■ What the task asks
Below are the records; copy each line in them that holds the word "hillside".

■ Input records
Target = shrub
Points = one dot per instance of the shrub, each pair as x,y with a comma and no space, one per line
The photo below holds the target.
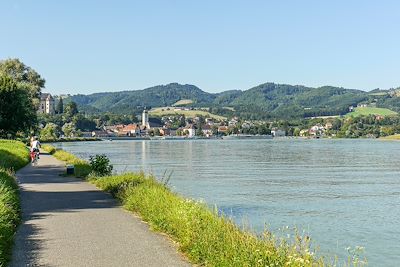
100,165
82,167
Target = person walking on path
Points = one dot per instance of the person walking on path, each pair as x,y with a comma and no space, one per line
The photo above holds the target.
34,148
67,221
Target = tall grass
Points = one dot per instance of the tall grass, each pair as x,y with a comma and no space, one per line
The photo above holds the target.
82,167
13,155
206,237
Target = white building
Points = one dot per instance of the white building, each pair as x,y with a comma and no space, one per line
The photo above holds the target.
278,133
46,105
191,130
145,119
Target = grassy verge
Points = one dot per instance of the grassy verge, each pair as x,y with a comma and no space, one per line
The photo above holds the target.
204,236
13,155
82,167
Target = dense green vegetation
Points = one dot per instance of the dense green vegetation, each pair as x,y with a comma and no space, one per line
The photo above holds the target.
164,111
371,111
13,155
265,101
20,87
82,167
207,238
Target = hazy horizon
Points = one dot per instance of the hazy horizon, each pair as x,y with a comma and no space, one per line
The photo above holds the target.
99,46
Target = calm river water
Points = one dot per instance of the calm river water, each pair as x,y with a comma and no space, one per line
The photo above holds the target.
343,193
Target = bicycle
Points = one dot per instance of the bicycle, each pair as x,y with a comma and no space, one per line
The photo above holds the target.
34,157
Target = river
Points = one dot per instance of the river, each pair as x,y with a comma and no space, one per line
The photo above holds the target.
343,193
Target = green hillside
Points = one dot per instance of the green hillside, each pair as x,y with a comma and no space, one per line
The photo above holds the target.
268,100
363,111
163,111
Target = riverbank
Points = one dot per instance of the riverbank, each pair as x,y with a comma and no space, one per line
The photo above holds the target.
205,236
72,139
391,137
13,156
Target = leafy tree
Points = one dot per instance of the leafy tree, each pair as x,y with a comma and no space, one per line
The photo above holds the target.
60,106
71,109
17,112
50,131
69,129
25,75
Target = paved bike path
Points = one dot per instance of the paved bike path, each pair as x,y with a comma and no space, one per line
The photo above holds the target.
69,222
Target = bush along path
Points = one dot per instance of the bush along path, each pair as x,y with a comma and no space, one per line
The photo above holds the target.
203,235
13,155
69,222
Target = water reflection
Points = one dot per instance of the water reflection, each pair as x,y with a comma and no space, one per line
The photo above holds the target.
343,192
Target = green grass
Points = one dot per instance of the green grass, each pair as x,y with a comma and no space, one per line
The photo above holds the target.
82,167
13,155
207,238
360,111
188,113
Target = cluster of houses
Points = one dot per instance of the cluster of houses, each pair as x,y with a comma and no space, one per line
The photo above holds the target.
147,128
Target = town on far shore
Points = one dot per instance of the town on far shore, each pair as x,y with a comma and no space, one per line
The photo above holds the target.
178,126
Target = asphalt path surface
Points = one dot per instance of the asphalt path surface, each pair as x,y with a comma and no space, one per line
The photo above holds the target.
69,222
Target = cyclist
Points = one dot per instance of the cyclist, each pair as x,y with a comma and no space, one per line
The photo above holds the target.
35,145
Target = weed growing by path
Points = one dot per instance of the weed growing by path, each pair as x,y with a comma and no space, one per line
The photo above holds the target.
207,238
13,155
82,167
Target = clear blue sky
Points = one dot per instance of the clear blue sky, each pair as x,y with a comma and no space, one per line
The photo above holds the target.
93,46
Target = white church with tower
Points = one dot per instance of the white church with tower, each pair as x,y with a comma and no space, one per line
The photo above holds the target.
47,104
145,119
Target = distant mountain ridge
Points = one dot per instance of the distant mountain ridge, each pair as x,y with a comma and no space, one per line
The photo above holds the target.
268,100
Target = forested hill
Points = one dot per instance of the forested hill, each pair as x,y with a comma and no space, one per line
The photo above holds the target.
267,100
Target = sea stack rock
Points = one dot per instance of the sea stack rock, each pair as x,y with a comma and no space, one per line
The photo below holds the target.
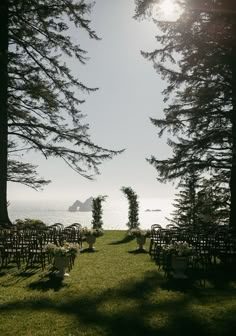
79,206
87,205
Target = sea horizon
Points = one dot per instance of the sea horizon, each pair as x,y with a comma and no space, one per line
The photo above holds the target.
115,212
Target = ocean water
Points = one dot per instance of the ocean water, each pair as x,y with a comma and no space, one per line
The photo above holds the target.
115,212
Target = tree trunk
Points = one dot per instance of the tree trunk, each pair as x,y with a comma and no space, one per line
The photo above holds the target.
4,219
233,168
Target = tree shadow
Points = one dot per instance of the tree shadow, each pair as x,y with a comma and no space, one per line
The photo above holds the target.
50,281
125,240
88,250
149,315
138,251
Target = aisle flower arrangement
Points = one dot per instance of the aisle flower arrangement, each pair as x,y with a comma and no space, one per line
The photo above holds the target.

■ Answer section
Target = green hillside
Points = one dot per instance of the green hillside, each pair as x,y with a comma and no space, one per line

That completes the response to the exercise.